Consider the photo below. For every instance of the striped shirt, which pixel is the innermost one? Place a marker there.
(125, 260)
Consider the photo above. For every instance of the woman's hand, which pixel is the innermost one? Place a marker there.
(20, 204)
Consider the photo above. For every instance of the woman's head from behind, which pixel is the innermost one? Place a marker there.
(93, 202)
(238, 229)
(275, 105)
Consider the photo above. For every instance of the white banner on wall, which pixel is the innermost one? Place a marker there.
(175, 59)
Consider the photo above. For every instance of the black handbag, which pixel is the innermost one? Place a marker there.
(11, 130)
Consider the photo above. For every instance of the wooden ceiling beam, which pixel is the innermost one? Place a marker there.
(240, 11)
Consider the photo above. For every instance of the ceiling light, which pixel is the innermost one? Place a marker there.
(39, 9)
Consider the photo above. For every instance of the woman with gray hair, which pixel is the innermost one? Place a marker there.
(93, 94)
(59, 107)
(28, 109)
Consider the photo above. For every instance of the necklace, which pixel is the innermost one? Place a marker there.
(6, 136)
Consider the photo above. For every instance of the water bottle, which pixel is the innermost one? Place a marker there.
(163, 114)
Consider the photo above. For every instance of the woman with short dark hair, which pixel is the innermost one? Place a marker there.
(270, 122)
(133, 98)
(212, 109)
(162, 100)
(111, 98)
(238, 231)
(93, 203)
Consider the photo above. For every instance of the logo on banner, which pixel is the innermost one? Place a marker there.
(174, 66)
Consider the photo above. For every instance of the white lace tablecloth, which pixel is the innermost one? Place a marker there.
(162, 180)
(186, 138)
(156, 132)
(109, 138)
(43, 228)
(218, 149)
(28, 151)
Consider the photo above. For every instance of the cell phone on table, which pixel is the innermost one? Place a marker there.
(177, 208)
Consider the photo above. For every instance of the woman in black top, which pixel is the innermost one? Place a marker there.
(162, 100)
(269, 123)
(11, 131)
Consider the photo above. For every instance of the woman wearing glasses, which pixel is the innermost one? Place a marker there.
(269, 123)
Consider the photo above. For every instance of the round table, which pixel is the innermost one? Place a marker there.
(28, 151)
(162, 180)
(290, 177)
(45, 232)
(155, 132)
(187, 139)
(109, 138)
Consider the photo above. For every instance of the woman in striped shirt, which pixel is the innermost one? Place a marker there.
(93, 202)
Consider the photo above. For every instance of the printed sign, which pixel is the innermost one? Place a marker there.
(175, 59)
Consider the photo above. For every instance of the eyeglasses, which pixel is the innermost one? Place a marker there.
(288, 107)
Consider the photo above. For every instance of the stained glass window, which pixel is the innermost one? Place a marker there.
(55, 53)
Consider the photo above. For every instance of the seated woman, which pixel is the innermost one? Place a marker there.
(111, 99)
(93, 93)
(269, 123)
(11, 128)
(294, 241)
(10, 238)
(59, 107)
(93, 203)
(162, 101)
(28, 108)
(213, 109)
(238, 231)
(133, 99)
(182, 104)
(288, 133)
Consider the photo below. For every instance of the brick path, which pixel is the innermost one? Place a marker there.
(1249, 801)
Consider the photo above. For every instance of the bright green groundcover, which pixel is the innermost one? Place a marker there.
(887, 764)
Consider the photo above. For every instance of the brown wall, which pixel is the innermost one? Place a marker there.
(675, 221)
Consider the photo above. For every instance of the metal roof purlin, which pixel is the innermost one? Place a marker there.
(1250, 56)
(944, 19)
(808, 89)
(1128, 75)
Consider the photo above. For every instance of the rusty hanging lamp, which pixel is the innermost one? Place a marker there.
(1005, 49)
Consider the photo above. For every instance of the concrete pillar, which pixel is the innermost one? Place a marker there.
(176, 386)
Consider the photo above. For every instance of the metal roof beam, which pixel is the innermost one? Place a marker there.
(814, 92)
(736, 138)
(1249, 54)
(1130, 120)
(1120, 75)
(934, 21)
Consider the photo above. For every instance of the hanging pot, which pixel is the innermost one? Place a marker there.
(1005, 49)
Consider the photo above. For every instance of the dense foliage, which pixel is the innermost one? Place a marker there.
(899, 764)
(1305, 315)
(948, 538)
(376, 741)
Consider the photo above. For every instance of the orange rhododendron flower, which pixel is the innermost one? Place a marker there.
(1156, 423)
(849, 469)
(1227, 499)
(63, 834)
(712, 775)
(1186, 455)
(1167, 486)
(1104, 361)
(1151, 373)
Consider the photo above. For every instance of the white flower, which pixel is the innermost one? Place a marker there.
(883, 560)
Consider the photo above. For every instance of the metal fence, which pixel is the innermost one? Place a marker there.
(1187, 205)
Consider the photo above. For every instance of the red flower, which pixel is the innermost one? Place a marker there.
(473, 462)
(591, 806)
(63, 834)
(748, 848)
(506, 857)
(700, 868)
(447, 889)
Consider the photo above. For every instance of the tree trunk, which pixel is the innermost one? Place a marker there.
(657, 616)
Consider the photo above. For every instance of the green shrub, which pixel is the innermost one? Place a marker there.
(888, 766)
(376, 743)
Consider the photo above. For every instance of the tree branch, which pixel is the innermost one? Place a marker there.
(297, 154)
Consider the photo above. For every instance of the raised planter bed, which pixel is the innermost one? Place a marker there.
________________
# Required action:
Write the records out once more, exactly as shown.

# Result of this task:
Consider the photo below. For every instance of the striped shirt, which pixel is the innermost one? Place a marker there.
(125, 260)
Consider the photo above. For every instance of the woman's hand, which pixel is the innermost one? Place a marker there.
(20, 204)
Consider the photo above. For every instance of the woman's head from behind, which pixel is the innermost one? Place a marker there.
(93, 202)
(238, 229)
(275, 105)
Consider the photo above. For every instance of the white banner on wall, which pixel is the innermost one? Place a marker there.
(175, 59)
Consider the photo above. For every instance of the black handbag, which pixel is the innermost one? Place a marker there.
(11, 130)
Consider the photo above. For every instance of the wooden ceiling beam, which pixel is the innermost one? Place a marker there.
(240, 11)
Consider the photo above. For every instance of the ceiling light, which pixel is the innermost one? Place a marker there.
(39, 9)
Consider the photo above. For every instance of the woman with gray hair, which pixel is the innermost one? Place a marker there.
(93, 94)
(59, 107)
(28, 109)
Consider the photo above. For every instance of the necklace, which pixel is the innermost one? Place a marker there.
(6, 136)
Consider the photo above. For every instance of the water bottle, which pixel is the innermost one? Place a marker there.
(163, 114)
Consider the photo above. For every instance of the woman with short dark hair, which pixel is the innermost one? Place a marker there.
(270, 122)
(133, 98)
(212, 109)
(162, 100)
(111, 98)
(238, 231)
(93, 203)
Consider the photo above. For every instance of the logo on banner, which pixel is the innermost one? Place a marker there.
(174, 66)
Consider the photo above. For every instance of the white lace tablecloth, which pixel is the innermost one? Place a marker there.
(162, 180)
(186, 138)
(156, 132)
(109, 138)
(43, 228)
(218, 149)
(28, 151)
Consider the photo above. For every instance of the cell phone on table, which pixel is the innermost one? Place a marker there.
(177, 208)
Consider the photo above. For every instance of the woman in black top, which pixel is the innermost one? Place a marker there.
(162, 100)
(269, 123)
(11, 131)
Consider the photo above. For every instance of the woman wearing glasses, which pixel is the innermost one? Place a marker there.
(269, 123)
Consider the photo above. For every instance of the round table, which pixel is the innermost one? Place a marker there.
(28, 151)
(162, 180)
(290, 177)
(45, 232)
(155, 132)
(187, 139)
(109, 138)
Consider the photo above. For every instance of the woman in striped shirt, which pixel is the innermost one? Place a marker there.
(93, 202)
Consider the photo above. For every instance of the printed sign, which pixel is the innermost one? Place a marker there.
(175, 59)
Consider the photo above. For every instance of the eyeglasses, which pixel is the innermost one? Place a marker there.
(288, 107)
Consider the photo above. For every instance of the stained glass window, which pixel is the innermost one? Place a marker there.
(55, 53)
Consider the photo above. For every instance of the seated woman, which pixel is the innermost one? Place a marker there.
(111, 99)
(93, 93)
(269, 123)
(11, 128)
(294, 241)
(10, 238)
(59, 107)
(93, 203)
(162, 101)
(28, 108)
(213, 109)
(238, 231)
(133, 99)
(182, 104)
(288, 133)
Consider the photo below. For every instance of the brick path, which pixel is the innermost one? Place a marker there.
(1249, 801)
Consider the photo above. For every instance of the bright green groundcover, which pixel is the innermost one? Place a marker there.
(887, 764)
Consider the photo above. For every instance of the brown wall, which pixel is the innermost one? Place a marker there.
(675, 221)
Consider the photo above. For every instance of the metal roof purlin, which pixel is the innermost one? Place a marker there.
(1250, 56)
(944, 19)
(808, 89)
(1128, 75)
Consider the photo above. For every instance of the rusty hanging lamp, which pixel is the innermost one? Place a marker there.
(1005, 49)
Consider the photo above. For every instance of the concrete pillar, which pixel is the innermost one? Place a marker there.
(176, 386)
Consider the photo above. For every instance of the metal roof beam, which pixel is the innermost one? Place a marker there.
(814, 92)
(736, 138)
(1249, 54)
(1130, 120)
(1120, 75)
(934, 21)
Consider the photo above. For every instance of the hanging pot, which pixel is the innermost one? Place a marker there.
(1005, 49)
Consider the photo above. For every instance of the dense foliage, which pixel is the innermost one? Place a marker there.
(899, 764)
(1305, 315)
(948, 538)
(376, 741)
Consider the photo above. For every instance of the orange rhododendron flower, which pixel is the innermost one? Place a marker there.
(1156, 423)
(849, 469)
(1227, 499)
(63, 834)
(712, 775)
(1186, 455)
(1167, 486)
(1104, 361)
(1151, 373)
Consider the photo above. For every instance of the white flower, which pixel is the innermost one? Place a marker there.
(883, 560)
Consider the photo above. For every instance of the metal fence, which pixel is the innermost one? Place a marker there.
(1187, 205)
Consider the photo above. For every instance of the red flower, which pixel is the innermost one? Place a marker there.
(473, 462)
(591, 806)
(63, 834)
(748, 848)
(506, 857)
(700, 868)
(447, 889)
Consider the photo above. For every instance of the tree trunk, which pixel is the innermost one? Place a marker there.
(657, 616)
Consider the photo above. For every instance of the green shrub, which pixel is the innermost one? Place a marker there.
(888, 766)
(376, 743)
Consider the photo above. For every instance of the tree branch, which pixel is the innermost one? Place a marker there.
(297, 154)
Consider the photo above. For every instance of the raised planter bed, which pixel is the innermost one? Place a marker there.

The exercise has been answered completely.